So grandmother schlepps to the hardware store to see what she can find. Kaitlyn they sell bags of stuff that only have to be strewn across the landscape. The bags contain grass seed, mulch, weed killer and fertilizer. One application and the lawn becomes one suitable for the glossy magazines.
God Bless America.
Okay, so it hasn’t been quite that simple and grandmother’s husband is the lot’s main mow guy and is horticulturally challenged.
“You mean you just lay the stuff down and it kills the weeds and not the grass?” Billy asks with an air of disbelief.
Like I said, God Bless America. For the stuff has yet (it’s been a week) to make stands of waving grasses on the fruited plains. It has, Kaitlyn, killed every damn weed on the landscape.
I don’t know how it knows to kill weeds and not grass but it does and now the front lawn is void of weeds and only sparsely populated by grass. It’s enough for grandmother, Kaitlyn, because if nothing else those weeds will stop springing up overnight and immediately after a mowing. The whole effect was one of the proverbial urban corner sandlot.
Besides the lawn issue there’s been many garden challenges as grandmother learns and studies the new eco-system so different from Critter Cove.

Raw data:
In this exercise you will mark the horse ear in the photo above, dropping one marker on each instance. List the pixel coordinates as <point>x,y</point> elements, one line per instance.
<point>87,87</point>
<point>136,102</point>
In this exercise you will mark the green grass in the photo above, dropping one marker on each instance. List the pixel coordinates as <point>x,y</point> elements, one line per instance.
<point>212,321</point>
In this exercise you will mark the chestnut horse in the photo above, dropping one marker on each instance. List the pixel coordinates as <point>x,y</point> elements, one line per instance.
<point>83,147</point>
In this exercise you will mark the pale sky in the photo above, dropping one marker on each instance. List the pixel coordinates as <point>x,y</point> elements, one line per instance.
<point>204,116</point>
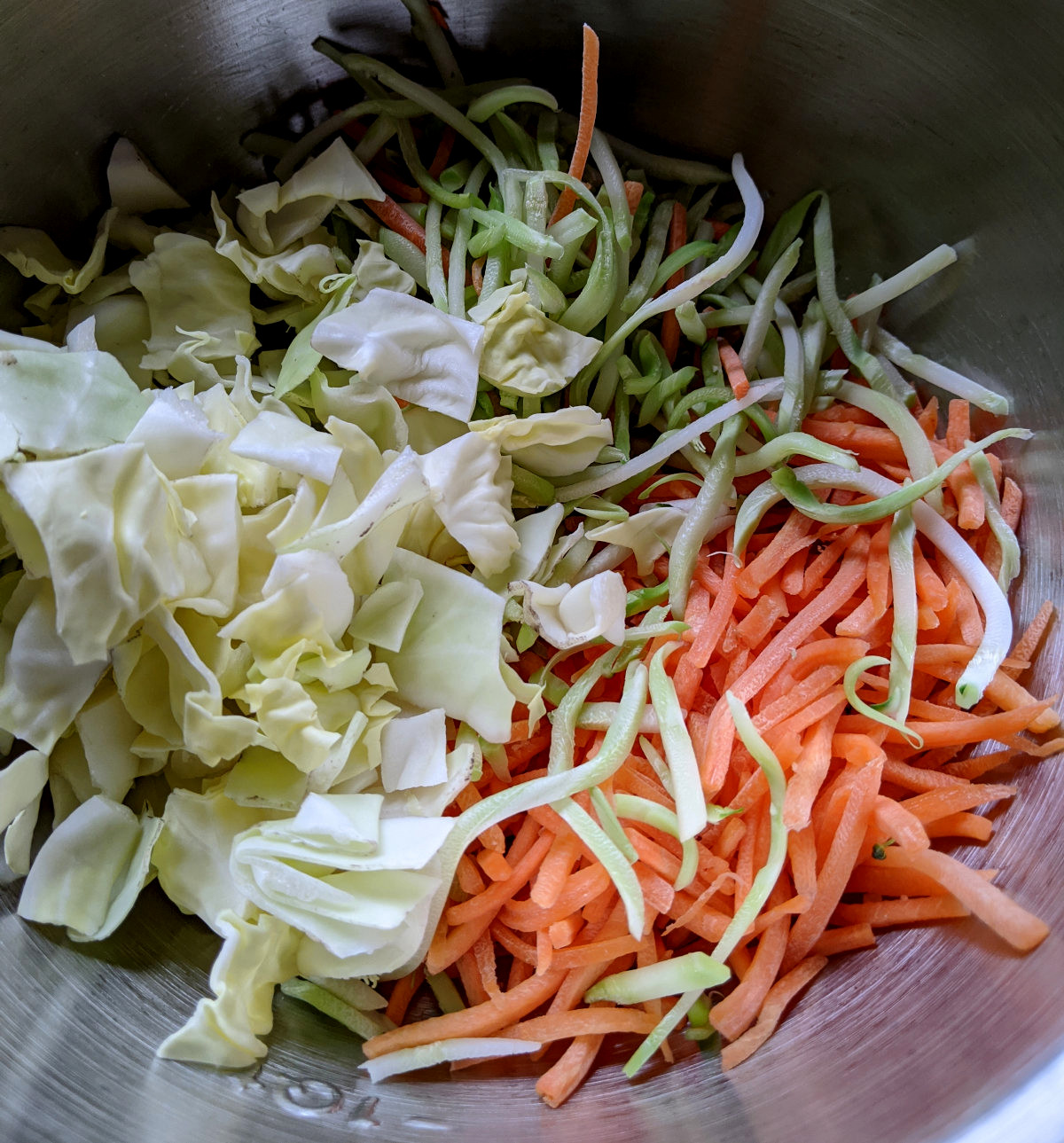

Exercise: In the passage about the lawn, what do the bags sold at the hardware store contain?

The reply: Grass seed, mulch, weed killer and fertilizer.